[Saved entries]
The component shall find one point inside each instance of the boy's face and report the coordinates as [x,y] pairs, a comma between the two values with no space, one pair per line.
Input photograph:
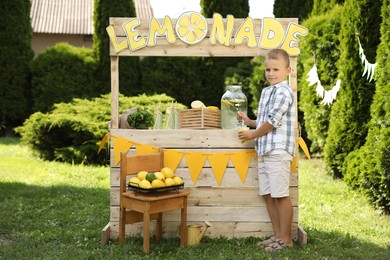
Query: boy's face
[276,70]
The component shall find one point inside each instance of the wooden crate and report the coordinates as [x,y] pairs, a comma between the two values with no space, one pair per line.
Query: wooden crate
[200,118]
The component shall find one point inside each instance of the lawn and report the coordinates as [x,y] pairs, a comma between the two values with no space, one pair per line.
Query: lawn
[52,210]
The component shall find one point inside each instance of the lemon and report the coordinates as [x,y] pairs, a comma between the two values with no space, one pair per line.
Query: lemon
[197,104]
[191,27]
[169,182]
[213,107]
[177,180]
[145,184]
[141,175]
[159,176]
[168,172]
[134,181]
[158,184]
[150,177]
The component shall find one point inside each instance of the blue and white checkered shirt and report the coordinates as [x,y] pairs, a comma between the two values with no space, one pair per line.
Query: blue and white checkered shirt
[277,107]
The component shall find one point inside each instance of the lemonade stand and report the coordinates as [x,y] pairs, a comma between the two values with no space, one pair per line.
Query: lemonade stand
[218,170]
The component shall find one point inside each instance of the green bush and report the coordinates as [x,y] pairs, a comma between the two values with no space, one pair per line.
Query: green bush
[321,48]
[15,58]
[350,113]
[72,132]
[61,73]
[368,169]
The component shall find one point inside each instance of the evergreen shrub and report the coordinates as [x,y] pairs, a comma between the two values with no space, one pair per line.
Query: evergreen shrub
[61,73]
[368,169]
[321,48]
[72,132]
[350,113]
[15,58]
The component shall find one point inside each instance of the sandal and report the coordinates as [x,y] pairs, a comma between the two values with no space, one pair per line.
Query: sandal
[277,245]
[268,241]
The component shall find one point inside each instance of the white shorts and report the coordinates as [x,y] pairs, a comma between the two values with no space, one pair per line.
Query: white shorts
[274,174]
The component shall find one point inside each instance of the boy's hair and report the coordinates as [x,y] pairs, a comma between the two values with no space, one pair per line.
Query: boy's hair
[275,54]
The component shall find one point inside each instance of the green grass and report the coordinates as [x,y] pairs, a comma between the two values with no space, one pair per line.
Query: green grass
[50,210]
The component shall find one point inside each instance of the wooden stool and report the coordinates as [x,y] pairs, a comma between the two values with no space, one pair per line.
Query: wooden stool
[138,207]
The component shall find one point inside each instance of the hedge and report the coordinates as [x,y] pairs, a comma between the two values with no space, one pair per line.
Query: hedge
[72,132]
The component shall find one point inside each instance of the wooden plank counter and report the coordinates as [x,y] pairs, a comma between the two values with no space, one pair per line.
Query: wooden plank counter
[234,208]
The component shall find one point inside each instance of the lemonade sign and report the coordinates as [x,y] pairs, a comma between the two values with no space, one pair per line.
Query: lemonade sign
[192,28]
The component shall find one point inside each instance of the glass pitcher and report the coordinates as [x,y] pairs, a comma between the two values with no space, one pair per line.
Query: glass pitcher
[232,101]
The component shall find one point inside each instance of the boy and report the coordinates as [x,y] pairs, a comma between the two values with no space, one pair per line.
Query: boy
[275,146]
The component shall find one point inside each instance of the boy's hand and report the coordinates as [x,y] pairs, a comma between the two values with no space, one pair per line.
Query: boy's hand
[244,134]
[242,116]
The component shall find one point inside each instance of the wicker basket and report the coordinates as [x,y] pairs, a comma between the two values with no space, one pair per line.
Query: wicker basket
[200,118]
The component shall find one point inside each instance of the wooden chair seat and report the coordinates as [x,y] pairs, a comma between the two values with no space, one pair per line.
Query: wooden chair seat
[138,207]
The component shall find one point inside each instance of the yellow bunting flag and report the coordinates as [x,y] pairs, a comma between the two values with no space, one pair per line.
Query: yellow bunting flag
[241,161]
[172,158]
[145,149]
[195,162]
[218,162]
[120,145]
[303,145]
[106,137]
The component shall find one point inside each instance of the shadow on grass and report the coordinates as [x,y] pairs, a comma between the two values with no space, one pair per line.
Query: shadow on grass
[64,222]
[49,222]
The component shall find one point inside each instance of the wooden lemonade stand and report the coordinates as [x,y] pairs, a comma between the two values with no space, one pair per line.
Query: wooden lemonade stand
[229,200]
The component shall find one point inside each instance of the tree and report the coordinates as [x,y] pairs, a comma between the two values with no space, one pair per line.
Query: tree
[321,48]
[323,6]
[349,117]
[16,55]
[129,72]
[368,169]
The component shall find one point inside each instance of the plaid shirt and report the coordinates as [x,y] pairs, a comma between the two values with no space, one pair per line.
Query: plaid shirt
[277,107]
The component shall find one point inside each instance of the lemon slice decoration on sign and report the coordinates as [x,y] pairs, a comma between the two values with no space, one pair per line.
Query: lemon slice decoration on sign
[191,27]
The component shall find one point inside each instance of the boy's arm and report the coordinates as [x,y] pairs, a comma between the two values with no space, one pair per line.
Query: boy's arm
[262,130]
[247,121]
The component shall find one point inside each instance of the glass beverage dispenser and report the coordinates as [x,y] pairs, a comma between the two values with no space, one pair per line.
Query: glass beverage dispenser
[232,101]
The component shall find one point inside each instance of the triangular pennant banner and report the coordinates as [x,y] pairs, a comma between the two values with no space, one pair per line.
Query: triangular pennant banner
[145,149]
[218,162]
[172,158]
[303,145]
[195,162]
[241,161]
[120,145]
[103,141]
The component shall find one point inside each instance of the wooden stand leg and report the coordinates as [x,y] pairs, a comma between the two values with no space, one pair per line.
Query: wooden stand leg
[122,224]
[183,232]
[146,231]
[159,226]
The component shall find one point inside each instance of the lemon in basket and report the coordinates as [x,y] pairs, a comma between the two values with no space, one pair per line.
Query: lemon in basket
[150,177]
[168,172]
[158,184]
[169,182]
[134,181]
[160,176]
[141,175]
[177,180]
[145,184]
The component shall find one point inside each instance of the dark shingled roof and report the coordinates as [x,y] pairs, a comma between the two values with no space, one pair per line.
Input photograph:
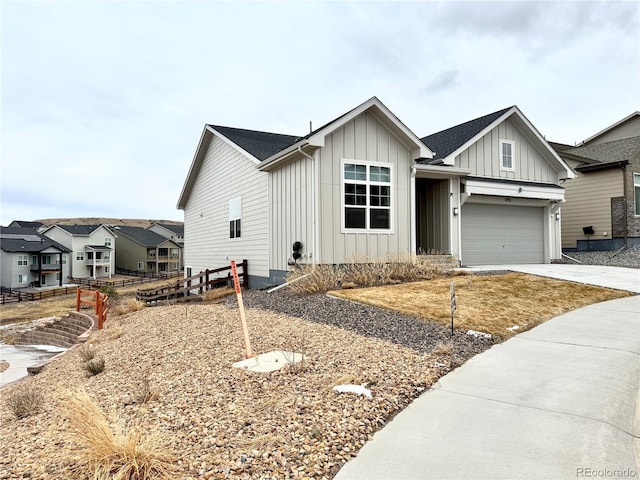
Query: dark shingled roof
[141,235]
[79,229]
[179,229]
[447,141]
[28,240]
[261,145]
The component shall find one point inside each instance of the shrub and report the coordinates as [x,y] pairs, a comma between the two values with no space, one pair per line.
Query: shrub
[144,392]
[25,402]
[95,366]
[111,291]
[106,449]
[87,352]
[127,306]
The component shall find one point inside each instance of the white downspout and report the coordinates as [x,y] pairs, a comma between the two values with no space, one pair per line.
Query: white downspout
[412,210]
[314,224]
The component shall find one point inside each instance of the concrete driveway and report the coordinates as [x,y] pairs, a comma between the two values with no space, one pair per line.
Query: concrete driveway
[557,402]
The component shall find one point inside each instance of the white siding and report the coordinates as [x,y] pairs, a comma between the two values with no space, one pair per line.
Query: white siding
[291,211]
[588,203]
[483,157]
[365,138]
[226,174]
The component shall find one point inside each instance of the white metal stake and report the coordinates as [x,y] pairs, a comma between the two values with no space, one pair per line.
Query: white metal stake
[243,319]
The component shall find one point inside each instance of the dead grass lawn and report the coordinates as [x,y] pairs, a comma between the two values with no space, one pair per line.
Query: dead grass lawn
[492,304]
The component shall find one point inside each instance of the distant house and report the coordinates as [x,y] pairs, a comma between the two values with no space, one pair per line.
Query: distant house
[364,185]
[602,208]
[143,250]
[93,248]
[23,224]
[171,231]
[28,258]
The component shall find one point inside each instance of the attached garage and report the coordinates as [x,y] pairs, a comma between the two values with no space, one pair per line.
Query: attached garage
[501,234]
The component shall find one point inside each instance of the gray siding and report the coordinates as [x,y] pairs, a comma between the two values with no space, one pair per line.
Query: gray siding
[588,203]
[365,139]
[483,157]
[226,174]
[291,211]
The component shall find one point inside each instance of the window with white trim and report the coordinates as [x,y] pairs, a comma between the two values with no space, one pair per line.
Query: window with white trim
[235,213]
[507,155]
[366,196]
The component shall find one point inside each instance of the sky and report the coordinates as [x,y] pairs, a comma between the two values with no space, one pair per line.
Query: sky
[103,103]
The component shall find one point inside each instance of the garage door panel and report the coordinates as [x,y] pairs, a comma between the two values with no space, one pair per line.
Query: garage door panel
[497,234]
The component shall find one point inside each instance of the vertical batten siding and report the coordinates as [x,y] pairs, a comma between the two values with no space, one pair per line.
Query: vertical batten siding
[291,206]
[483,157]
[366,139]
[226,174]
[588,203]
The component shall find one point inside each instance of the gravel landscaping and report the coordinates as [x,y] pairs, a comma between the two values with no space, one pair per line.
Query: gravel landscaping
[222,422]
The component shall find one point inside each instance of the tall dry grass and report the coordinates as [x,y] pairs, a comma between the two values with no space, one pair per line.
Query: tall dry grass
[105,449]
[366,272]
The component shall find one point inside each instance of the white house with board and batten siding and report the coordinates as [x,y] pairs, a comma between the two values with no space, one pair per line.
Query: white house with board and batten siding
[365,186]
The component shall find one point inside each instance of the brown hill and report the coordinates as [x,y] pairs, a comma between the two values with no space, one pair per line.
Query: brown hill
[130,222]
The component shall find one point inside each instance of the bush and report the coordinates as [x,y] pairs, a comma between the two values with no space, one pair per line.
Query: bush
[95,366]
[87,352]
[111,291]
[25,402]
[104,448]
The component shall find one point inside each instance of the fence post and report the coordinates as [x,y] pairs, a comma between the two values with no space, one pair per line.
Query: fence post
[245,274]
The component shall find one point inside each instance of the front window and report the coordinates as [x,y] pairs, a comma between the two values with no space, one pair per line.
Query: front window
[235,212]
[366,196]
[506,155]
[636,191]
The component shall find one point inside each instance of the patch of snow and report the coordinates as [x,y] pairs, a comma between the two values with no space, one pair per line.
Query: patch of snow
[357,389]
[478,334]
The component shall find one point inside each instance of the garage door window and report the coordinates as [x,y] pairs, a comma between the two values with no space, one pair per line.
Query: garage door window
[506,155]
[366,196]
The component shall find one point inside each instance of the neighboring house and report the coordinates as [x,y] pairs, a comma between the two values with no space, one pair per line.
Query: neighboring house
[364,185]
[143,250]
[23,224]
[93,248]
[605,195]
[173,232]
[28,258]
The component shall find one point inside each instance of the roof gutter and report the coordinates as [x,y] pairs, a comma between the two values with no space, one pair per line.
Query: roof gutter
[273,160]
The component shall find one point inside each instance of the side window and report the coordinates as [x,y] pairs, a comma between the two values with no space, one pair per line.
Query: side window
[235,213]
[366,196]
[506,155]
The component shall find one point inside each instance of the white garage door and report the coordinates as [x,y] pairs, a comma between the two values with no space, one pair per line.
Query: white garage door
[500,234]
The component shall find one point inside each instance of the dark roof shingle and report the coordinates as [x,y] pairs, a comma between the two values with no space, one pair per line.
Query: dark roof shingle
[447,141]
[261,145]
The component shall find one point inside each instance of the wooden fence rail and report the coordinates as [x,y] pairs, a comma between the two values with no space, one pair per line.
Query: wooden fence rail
[193,285]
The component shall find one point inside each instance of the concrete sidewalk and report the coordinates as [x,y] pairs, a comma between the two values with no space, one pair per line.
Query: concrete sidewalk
[557,402]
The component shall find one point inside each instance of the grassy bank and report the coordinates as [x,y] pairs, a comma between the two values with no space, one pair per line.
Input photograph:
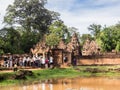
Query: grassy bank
[24,77]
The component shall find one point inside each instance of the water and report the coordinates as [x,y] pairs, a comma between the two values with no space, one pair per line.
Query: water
[91,83]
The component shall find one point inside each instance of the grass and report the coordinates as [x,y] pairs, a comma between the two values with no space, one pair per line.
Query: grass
[78,71]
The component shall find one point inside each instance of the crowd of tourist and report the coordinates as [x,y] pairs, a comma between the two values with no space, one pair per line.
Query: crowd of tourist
[28,61]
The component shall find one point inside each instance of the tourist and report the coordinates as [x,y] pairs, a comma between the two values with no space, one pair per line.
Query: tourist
[51,61]
[43,62]
[65,59]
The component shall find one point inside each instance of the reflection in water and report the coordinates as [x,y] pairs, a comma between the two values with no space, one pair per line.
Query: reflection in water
[71,84]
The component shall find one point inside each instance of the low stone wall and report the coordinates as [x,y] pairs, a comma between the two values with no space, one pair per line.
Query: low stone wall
[98,61]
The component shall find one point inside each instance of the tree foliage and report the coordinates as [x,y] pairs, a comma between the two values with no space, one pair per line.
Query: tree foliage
[30,14]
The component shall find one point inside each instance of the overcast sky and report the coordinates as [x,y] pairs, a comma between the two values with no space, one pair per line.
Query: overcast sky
[79,13]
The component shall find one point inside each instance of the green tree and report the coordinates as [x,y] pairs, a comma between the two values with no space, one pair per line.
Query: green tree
[11,40]
[84,37]
[57,31]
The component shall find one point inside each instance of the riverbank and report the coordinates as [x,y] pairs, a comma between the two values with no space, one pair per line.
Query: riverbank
[32,76]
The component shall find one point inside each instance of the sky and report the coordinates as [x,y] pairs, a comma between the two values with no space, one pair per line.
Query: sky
[79,13]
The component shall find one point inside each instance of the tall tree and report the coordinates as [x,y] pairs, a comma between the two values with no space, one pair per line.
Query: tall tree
[57,31]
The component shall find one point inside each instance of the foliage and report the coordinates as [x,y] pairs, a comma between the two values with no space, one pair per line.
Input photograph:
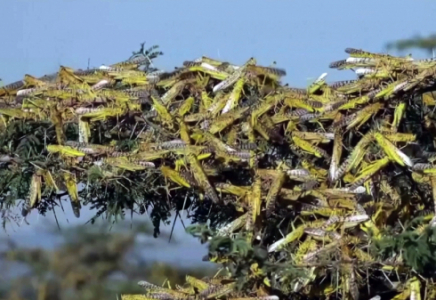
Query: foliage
[90,263]
[300,193]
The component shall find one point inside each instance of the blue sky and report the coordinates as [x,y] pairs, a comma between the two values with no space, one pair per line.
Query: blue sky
[301,36]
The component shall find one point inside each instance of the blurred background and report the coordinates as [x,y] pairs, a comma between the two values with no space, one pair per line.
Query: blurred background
[61,257]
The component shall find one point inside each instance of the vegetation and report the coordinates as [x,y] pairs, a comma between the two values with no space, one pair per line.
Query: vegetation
[323,192]
[91,263]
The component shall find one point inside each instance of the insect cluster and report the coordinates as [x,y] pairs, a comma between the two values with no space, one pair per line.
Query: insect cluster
[322,184]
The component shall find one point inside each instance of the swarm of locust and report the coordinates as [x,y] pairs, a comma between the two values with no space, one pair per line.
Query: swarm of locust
[314,174]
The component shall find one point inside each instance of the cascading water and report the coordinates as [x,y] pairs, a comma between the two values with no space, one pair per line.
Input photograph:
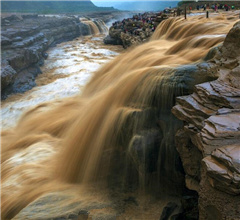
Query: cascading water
[119,132]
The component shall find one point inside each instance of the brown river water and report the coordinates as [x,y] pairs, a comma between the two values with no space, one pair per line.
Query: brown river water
[62,137]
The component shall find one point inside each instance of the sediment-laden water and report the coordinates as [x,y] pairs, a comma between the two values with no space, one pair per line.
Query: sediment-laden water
[114,138]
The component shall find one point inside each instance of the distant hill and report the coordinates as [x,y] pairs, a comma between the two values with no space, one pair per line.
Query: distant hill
[48,7]
[193,4]
[137,5]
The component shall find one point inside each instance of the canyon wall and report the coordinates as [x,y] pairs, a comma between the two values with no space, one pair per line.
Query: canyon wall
[209,142]
[24,40]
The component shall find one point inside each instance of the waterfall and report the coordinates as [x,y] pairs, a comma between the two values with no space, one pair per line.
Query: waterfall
[120,130]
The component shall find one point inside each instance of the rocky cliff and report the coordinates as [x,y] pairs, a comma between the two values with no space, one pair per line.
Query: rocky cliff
[209,143]
[24,40]
[134,31]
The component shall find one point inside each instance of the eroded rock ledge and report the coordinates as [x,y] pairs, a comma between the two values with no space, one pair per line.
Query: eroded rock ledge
[24,40]
[209,143]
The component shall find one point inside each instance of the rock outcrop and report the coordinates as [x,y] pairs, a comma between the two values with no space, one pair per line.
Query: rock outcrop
[209,143]
[135,30]
[24,40]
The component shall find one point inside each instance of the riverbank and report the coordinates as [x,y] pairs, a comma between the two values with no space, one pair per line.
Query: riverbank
[26,37]
[109,152]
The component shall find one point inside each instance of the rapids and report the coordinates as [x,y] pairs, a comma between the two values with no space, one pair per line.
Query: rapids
[96,140]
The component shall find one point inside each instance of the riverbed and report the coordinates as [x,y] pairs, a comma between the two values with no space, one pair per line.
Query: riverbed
[67,69]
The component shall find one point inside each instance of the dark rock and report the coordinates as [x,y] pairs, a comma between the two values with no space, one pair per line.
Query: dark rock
[8,75]
[212,132]
[45,55]
[168,211]
[24,46]
[113,41]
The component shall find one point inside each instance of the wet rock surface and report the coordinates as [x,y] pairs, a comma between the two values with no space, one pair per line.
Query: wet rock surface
[24,40]
[209,143]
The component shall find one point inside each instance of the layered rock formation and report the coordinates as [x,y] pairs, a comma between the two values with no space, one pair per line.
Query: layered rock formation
[135,30]
[209,143]
[24,40]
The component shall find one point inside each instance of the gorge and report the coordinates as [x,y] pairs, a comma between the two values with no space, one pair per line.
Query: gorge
[110,152]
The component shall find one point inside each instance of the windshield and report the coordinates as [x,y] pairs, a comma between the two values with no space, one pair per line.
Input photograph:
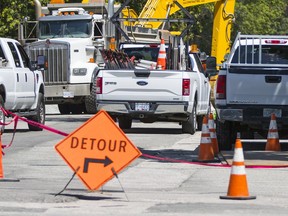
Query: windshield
[65,28]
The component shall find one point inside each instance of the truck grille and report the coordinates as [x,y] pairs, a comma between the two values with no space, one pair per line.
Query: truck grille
[57,57]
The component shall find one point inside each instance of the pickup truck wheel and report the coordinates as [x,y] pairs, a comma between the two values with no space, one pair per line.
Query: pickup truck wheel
[125,122]
[190,125]
[226,135]
[64,109]
[2,116]
[40,114]
[90,101]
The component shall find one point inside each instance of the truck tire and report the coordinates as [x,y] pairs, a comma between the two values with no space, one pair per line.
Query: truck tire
[199,122]
[190,125]
[226,135]
[2,115]
[40,114]
[90,101]
[125,122]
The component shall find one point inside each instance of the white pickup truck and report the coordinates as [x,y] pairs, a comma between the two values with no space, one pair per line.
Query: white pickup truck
[252,84]
[21,85]
[155,95]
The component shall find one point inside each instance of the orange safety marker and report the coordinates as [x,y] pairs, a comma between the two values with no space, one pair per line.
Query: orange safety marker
[206,152]
[161,61]
[238,188]
[273,136]
[1,156]
[213,136]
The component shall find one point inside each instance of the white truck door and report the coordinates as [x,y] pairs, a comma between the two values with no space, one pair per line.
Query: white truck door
[25,92]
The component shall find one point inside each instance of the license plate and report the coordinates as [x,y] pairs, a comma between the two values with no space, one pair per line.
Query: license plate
[68,94]
[142,106]
[267,112]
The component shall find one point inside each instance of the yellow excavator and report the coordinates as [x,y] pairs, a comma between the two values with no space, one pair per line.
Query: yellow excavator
[162,9]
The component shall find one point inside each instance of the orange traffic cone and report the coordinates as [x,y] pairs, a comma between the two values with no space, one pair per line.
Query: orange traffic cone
[238,188]
[213,136]
[273,137]
[161,61]
[206,152]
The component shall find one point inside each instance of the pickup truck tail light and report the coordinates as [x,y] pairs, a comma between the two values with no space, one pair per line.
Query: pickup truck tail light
[186,87]
[99,85]
[221,87]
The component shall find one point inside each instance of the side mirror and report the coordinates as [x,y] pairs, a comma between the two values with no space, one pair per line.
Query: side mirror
[42,62]
[211,66]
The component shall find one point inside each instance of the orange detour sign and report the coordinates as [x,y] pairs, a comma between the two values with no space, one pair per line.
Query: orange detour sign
[96,149]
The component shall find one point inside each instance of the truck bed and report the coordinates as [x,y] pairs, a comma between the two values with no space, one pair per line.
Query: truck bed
[142,85]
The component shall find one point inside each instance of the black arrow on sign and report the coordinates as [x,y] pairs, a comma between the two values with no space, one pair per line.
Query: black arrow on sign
[105,162]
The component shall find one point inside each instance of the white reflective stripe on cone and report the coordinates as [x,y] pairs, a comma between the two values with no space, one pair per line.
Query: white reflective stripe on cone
[238,155]
[238,170]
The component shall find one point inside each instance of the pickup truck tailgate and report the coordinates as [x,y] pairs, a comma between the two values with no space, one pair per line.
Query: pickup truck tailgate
[142,85]
[242,86]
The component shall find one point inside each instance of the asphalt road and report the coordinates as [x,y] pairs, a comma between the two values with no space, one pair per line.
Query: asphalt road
[34,174]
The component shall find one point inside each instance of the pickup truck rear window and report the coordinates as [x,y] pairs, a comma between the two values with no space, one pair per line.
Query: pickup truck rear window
[147,53]
[265,54]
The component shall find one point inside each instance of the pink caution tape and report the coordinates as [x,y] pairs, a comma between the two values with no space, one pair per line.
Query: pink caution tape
[15,120]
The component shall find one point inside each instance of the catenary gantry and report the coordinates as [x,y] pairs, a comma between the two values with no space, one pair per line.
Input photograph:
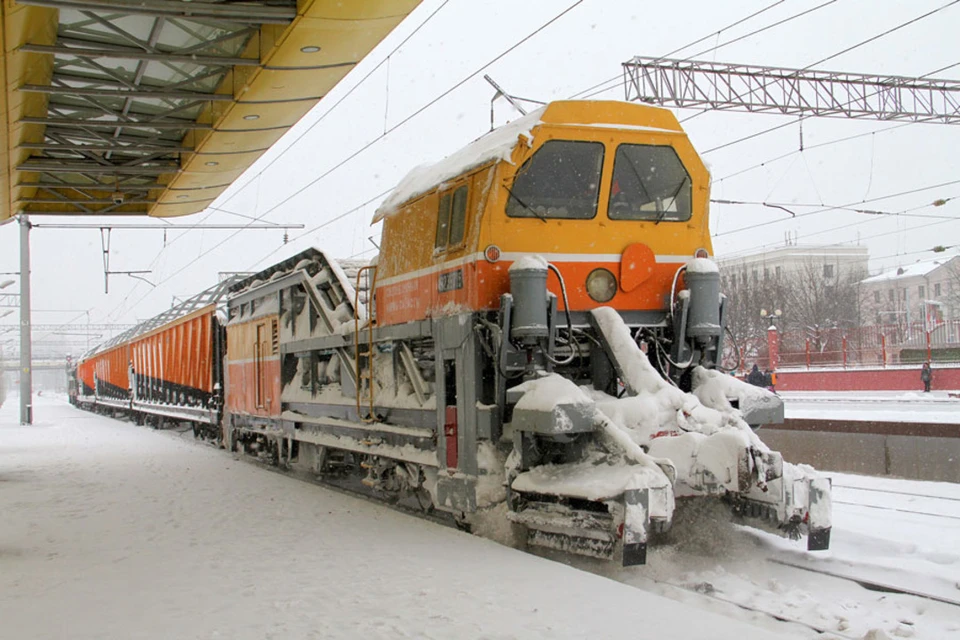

> EXERCISE DIRECTIONS: Filter the data above down to every line that contains the word "wicker", treating uppercase and lowercase as different.

> RESULT FOR THIS EXERCISE:
The component shall find one point inside each instance of the wicker basket and report the coordinates as [x,y] pairs, a comma between the two values with no space, one pair per line.
Query: wicker basket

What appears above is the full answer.